> **Stored items**:
# # #
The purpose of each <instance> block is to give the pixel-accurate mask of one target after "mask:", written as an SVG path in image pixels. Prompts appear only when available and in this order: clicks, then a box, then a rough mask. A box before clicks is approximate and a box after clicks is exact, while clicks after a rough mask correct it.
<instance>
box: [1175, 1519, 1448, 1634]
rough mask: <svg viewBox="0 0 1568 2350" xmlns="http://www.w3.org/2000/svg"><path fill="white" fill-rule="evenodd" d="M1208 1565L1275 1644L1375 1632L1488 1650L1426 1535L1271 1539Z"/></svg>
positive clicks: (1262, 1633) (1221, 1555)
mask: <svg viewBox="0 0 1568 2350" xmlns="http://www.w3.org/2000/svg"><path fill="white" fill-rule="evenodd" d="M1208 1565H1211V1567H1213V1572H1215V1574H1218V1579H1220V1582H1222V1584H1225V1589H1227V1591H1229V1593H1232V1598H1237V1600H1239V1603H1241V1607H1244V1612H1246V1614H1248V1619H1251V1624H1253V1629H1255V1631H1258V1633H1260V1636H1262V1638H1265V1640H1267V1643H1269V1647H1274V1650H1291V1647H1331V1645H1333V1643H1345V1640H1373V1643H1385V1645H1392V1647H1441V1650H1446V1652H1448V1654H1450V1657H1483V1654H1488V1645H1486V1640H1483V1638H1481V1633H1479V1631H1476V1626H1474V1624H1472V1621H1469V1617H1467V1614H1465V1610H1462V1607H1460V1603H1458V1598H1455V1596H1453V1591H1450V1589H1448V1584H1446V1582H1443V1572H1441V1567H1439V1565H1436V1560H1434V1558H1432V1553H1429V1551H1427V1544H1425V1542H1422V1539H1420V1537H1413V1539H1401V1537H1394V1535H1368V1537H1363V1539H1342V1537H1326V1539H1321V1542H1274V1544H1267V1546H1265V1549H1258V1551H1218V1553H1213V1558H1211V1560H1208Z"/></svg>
# # #
> **TASK TO COMPLETE**:
From the records above, print exactly the lines that run from the line with "box: [1175, 1519, 1448, 1634]" to the line with "rough mask: <svg", inclusive.

> **SOLUTION TO THIS EXERCISE**:
box: [1175, 1519, 1448, 1634]
rough mask: <svg viewBox="0 0 1568 2350" xmlns="http://www.w3.org/2000/svg"><path fill="white" fill-rule="evenodd" d="M1208 1565L1275 1644L1375 1632L1488 1650L1426 1535L1271 1539Z"/></svg>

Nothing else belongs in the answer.